### Passage to read
--- BEGIN ---
Bootstraping а PostgreSQL logical replication application

Recently I was involved into a project for replicating data from PostgreSQL to Datalake. I heard about PostgreSQL logical data replication a few years ago and found a few hours to play with the Change data capture fuction of these popular database. Today's blog is all about PostgreSQL logical replication with a few fragments of code to test the functionality.

Change data capture is an architecture design principle that allows us to capture the recently data changed into the database in realtime. The changes could be any DML operations: Insert, update, delete. TThere are a few charactaritics of CDC as follow:

Logical replication uses publish-subscribe model. Subscriber pulls the data from the publication they subscribe to and manipulate the data.
Only commited transactions on WAL archive (transaction log file) will be return by the CDC.
CDC will return on orderd form how they commited on the database.
Logical CDC doesn't impact on database performance.
From the PostgreSQL v15, you can get the logical changes from specific table rows/columns
You can use a several output plugins to get the data into different formats such as JSON, AVRO, Binary etc.

PostgreSQL logical replication

Note that, you can't use PostgreSQL logical and physical replication at the same time. The difference between physical replication and logical replication is that logical replication sends data over in a logical format whereas physical replication sends data over in a binary format.
--- END ---
### Problems to solve
1 - In the post on PostgreSQL logical replication, which model does logical replication use?
2 - Write out the part of the post on PostgreSQL logical replication starting at "Change data capture is" and ending at "manipulate the data.".

(Pointing dataset records)
--- BEGIN ---
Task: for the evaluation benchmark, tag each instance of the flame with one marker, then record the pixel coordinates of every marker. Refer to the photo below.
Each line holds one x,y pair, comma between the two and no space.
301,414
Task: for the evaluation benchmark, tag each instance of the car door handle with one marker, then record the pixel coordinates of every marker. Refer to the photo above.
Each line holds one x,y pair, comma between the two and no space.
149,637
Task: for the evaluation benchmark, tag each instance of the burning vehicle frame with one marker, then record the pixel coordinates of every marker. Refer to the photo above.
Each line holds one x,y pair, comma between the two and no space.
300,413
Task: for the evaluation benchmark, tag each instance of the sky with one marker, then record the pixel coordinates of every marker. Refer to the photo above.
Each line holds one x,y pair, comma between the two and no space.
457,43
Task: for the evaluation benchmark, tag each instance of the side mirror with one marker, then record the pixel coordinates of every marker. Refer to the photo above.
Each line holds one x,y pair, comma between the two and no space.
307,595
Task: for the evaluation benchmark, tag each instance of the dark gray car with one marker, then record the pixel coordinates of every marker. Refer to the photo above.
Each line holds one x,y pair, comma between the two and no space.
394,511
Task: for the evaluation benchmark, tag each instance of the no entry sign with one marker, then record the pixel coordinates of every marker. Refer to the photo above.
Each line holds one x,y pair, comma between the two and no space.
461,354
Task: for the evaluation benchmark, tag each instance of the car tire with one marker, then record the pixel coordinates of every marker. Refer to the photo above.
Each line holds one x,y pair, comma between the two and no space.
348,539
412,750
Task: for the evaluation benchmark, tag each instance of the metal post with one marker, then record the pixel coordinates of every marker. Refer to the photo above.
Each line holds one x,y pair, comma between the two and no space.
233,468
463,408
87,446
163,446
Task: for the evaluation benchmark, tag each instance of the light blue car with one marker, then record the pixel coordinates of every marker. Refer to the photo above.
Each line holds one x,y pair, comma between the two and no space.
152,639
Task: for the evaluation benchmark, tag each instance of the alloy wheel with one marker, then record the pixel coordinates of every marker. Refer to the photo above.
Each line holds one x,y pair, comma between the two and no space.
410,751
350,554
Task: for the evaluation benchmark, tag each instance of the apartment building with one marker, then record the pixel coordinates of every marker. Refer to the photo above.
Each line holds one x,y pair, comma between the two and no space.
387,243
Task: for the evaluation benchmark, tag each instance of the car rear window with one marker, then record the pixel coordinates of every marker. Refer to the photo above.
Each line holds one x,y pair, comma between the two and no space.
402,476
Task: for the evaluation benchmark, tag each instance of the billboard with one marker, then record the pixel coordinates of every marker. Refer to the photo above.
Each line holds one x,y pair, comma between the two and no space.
--- END ---
### Results
1 - A publish-subscribe model.

2 -
Change data capture is an architecture design principle that allows us to capture the recently data changed into the database in realtime. The changes could be any DML operations: Insert, update, delete. TThere are a few charactaritics of CDC as follow:

Logical replication uses publish-subscribe model. Subscriber pulls the data from the publication they subscribe to and manipulate the data.